A idealização de um novo conceito de organização e tecnologia industrial tem como expoente a Alemanha, que vem buscando liderar as inovações neste sentido desde 2011, com forte participação das universidades e centros de pequisas junto ao meio empresarial. O entusiasmo empresarial em torno do conceito da Quarta Revolução industrial vem acompanhado de um forte discurso ideológico, inflado pelos super otimistas da tecnologia, que chegam cogitar a possibilidade próxima do "fim do trabalho". Mas esta não é uma propaganda nova, assim como muitos dos elementos tecnológicos inseridos na ideia da "Indústria 4.0". Ao contrário, seja no mundo imaginário da ficção científica, seja no discurso econômico da automatização total do trabalho, a ideia de que o desenvolvimento da tecnologia proporcionada pelo capitalismo seria capaz de libertar a humanidade do trabalho manual, já existe desde a década de 80. Para isso é comum utilizarem alguns exemplos excepcionais, que são exceções no modo de produção capitalista, onde uma ou outra fábrica, localizadas em países imperialistas, atingiram um alto grau de automatização eliminando a presença da intervenção humana no processo produtivo e que normalmente, tratam-se de fábricas modelos de grande empresas multinacionais.

O objetivo de eliminar o trabalho humano do ramo industrial é antes de mais nada uma mera propaganda ideológica, estando muito longe de ser uma hipótese científica, pois desconsidera por completo a própria dinâmica de competição no capitalismo que necessita da exploração do trabalho humano para sua perpetuação. Além disto, ignora o fato de que enquanto a tecnologia elimina postos de trabalho em alguns países centrais, ao mesmo tempo, o trabalho assalariado se alastra pelo mundo, crescendo vertiginosamente nas últimas décadas nos países periféricos, como por exemplo, a China. A tendência demonstrada pela realidade das últimas décadas aponta o aumento significativo da classe trabalhadora ao redor do mundo, e não o contrário.

(Itens armazenados de uma coleção)

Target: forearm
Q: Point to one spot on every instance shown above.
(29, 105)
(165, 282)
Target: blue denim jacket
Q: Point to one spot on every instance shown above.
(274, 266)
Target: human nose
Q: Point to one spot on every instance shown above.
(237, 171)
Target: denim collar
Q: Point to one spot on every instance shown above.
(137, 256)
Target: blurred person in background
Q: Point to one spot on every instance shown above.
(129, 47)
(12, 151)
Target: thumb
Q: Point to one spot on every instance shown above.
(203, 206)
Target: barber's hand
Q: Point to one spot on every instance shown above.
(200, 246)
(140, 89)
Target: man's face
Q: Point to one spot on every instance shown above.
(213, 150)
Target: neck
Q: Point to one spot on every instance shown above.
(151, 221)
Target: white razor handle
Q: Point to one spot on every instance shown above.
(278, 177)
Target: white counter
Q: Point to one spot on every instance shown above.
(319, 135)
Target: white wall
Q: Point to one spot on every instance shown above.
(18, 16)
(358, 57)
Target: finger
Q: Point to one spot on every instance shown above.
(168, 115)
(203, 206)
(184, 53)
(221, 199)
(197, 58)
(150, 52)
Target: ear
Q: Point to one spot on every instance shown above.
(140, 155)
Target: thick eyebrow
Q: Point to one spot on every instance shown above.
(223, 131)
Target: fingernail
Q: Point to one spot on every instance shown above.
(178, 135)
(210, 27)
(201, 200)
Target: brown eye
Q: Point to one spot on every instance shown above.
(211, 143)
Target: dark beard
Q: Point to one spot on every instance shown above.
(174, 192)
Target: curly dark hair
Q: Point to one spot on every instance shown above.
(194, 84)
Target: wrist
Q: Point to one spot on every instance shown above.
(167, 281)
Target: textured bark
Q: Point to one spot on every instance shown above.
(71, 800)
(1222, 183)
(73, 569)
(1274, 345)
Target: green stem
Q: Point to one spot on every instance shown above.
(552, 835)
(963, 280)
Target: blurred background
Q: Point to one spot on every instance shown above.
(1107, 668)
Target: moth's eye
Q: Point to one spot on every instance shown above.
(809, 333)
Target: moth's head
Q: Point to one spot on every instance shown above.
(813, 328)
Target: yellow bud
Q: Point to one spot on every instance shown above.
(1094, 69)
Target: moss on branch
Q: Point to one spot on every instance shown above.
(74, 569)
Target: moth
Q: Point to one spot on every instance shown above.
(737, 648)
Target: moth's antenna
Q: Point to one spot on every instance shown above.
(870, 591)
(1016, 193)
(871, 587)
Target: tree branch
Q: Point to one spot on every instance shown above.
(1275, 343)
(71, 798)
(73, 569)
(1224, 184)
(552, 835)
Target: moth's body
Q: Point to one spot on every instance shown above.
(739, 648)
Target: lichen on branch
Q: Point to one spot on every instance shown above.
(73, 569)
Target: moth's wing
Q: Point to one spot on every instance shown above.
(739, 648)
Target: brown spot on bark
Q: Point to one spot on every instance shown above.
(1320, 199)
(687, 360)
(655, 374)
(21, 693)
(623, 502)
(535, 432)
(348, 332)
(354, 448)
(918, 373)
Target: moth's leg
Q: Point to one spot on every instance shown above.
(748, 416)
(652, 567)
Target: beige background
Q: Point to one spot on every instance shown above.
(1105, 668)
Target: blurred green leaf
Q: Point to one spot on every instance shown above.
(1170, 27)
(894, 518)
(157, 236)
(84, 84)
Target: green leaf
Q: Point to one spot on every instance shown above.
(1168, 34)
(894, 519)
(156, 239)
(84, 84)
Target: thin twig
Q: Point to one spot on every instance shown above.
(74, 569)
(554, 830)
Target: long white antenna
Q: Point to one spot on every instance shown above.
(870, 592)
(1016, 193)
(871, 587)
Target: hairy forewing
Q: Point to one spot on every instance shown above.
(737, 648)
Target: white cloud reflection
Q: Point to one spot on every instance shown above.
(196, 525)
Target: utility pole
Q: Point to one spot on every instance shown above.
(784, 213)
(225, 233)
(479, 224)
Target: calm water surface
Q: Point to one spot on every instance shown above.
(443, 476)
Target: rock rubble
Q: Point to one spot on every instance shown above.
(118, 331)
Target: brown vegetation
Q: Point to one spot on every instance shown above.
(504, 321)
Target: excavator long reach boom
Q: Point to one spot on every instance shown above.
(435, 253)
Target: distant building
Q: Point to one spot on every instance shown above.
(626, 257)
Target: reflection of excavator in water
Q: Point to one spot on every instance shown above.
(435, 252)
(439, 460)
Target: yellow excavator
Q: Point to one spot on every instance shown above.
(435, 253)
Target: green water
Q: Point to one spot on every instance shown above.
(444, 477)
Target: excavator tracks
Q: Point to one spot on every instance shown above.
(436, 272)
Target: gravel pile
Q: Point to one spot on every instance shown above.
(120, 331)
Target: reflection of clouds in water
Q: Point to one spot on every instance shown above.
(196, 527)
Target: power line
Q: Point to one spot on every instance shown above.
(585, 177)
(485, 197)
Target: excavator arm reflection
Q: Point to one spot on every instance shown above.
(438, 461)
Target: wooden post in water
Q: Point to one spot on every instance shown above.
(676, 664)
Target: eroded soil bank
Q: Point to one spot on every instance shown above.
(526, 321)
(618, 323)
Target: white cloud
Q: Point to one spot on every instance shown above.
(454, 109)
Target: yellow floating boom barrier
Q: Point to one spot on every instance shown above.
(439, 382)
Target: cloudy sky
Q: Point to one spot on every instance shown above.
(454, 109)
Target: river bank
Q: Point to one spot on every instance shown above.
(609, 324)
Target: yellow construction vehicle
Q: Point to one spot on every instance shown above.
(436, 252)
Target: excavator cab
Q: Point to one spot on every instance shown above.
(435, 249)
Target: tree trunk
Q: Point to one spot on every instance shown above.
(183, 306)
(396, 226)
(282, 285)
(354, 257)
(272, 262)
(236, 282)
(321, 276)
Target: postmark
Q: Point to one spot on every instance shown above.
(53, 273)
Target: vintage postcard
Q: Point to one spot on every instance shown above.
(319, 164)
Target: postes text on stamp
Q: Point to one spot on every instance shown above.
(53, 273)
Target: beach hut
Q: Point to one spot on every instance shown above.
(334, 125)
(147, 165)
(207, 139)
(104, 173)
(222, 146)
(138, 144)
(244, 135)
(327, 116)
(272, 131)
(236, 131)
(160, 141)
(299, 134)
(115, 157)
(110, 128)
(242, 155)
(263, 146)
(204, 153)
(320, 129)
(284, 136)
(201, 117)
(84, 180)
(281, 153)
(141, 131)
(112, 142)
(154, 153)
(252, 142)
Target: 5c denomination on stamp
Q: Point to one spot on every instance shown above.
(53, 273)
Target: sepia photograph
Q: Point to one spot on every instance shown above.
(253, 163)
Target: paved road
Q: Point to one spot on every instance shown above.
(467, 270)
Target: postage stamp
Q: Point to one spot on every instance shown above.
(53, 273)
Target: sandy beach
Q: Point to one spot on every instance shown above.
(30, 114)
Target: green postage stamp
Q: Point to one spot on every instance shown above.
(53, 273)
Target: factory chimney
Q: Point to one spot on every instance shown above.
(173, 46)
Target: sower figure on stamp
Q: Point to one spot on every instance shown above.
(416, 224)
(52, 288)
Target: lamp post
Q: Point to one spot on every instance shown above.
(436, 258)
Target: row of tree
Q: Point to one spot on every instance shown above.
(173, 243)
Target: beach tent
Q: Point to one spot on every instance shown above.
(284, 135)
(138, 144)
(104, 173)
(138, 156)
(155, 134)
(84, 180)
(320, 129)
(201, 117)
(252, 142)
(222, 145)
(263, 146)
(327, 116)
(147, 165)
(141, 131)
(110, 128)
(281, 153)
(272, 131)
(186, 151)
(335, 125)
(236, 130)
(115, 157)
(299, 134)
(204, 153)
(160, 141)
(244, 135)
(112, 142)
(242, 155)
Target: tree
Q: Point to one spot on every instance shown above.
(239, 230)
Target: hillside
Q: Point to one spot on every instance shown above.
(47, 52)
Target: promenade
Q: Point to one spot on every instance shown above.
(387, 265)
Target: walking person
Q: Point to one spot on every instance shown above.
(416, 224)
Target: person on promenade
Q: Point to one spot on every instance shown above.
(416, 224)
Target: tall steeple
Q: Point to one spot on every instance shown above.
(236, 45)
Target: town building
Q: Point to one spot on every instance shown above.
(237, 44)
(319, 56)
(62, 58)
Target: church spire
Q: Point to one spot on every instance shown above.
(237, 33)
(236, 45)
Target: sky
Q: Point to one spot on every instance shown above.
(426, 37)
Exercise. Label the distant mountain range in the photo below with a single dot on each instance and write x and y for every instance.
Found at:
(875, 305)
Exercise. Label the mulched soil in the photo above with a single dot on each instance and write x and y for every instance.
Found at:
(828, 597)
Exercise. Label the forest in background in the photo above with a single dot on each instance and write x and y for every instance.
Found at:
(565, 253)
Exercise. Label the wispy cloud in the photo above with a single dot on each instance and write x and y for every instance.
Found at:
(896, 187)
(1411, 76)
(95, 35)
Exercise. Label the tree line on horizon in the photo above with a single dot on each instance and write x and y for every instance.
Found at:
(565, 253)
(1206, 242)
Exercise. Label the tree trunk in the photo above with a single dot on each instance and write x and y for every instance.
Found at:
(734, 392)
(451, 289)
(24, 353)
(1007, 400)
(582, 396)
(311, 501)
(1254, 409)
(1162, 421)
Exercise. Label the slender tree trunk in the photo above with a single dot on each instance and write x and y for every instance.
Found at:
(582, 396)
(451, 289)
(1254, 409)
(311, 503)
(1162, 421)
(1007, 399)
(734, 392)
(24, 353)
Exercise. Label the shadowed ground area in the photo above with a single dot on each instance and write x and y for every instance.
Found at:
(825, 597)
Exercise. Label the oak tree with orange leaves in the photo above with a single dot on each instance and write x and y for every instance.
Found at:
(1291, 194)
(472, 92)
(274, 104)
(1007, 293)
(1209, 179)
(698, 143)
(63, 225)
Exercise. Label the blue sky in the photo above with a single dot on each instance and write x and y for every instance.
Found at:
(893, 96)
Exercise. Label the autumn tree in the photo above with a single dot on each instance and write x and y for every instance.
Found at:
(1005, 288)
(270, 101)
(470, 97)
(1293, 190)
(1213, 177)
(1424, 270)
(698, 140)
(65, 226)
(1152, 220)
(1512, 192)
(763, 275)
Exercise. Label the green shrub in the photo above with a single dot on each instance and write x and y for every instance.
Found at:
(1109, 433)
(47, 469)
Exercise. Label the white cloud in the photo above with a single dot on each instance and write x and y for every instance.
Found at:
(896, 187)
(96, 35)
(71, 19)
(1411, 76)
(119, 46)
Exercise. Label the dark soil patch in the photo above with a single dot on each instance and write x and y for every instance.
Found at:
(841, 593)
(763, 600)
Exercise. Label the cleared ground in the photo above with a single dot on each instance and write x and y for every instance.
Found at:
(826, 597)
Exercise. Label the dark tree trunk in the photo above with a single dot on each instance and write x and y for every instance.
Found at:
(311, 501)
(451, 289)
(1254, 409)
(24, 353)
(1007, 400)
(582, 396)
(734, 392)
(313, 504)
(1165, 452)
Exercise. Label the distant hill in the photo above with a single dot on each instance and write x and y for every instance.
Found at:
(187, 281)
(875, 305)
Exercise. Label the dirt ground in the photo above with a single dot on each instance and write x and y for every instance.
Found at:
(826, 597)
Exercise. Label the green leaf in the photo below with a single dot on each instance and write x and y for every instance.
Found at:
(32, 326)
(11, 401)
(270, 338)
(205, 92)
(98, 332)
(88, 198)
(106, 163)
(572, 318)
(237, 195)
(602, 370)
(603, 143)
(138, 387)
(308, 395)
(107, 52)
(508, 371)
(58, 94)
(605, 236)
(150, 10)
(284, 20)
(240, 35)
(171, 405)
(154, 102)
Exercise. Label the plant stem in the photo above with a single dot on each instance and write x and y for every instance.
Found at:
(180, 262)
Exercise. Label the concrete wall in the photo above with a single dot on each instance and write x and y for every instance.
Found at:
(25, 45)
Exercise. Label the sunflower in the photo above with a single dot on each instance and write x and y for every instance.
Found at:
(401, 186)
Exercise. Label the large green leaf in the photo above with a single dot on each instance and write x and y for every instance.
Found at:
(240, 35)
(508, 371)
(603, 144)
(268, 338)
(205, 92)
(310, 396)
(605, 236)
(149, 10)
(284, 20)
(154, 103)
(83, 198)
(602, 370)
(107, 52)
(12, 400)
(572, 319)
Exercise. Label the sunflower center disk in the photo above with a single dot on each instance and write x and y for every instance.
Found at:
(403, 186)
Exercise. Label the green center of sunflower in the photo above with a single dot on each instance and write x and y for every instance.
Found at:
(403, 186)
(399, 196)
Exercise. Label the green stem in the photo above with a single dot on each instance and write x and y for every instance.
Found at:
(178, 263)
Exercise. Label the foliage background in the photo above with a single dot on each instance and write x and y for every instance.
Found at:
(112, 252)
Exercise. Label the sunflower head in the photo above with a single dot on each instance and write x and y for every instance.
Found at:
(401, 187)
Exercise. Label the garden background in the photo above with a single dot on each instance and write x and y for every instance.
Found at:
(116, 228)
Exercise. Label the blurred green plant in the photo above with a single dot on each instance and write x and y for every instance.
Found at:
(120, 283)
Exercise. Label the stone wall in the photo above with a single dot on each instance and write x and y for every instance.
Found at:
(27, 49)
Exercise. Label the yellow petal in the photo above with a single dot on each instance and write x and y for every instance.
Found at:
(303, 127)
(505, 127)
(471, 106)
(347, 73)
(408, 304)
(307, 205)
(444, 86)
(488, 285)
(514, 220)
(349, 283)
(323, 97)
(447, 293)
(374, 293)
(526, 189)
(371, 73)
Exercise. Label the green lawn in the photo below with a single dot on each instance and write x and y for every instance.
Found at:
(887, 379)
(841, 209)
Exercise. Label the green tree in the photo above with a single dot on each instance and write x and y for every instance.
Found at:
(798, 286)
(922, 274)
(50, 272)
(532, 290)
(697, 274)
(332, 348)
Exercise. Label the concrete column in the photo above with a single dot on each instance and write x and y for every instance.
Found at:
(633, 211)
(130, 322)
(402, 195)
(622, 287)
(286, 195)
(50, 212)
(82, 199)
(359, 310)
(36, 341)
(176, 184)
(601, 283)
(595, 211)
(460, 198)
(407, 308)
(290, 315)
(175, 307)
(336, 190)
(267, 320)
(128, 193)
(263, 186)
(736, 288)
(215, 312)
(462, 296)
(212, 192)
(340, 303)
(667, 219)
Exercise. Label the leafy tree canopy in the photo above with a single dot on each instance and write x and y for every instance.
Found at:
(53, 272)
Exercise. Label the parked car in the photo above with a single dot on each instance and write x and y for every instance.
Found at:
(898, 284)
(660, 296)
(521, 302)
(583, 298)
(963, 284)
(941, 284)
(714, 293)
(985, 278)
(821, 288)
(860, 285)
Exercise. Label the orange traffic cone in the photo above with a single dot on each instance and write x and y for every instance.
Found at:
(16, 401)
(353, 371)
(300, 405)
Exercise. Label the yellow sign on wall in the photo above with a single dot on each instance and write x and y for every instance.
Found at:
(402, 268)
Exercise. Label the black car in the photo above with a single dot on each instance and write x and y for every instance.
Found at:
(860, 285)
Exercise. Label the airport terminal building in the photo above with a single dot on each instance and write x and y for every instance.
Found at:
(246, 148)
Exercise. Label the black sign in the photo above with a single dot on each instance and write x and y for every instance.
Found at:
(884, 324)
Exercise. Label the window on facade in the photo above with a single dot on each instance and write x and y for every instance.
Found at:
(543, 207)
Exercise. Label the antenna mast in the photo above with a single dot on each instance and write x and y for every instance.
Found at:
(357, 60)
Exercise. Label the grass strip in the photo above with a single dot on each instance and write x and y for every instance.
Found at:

O QUE FAZER →
No trecho sobre a Indústria 4.0, qual país é apontado como expoente da idealização de um novo conceito de organização e tecnologia industrial, e desde que ano ele busca liderar essas inovações? Não é preciso consultar este material.

RESOLUÇÃO COMPLETA →
A Alemanha, que busca liderar essas inovações desde 2011.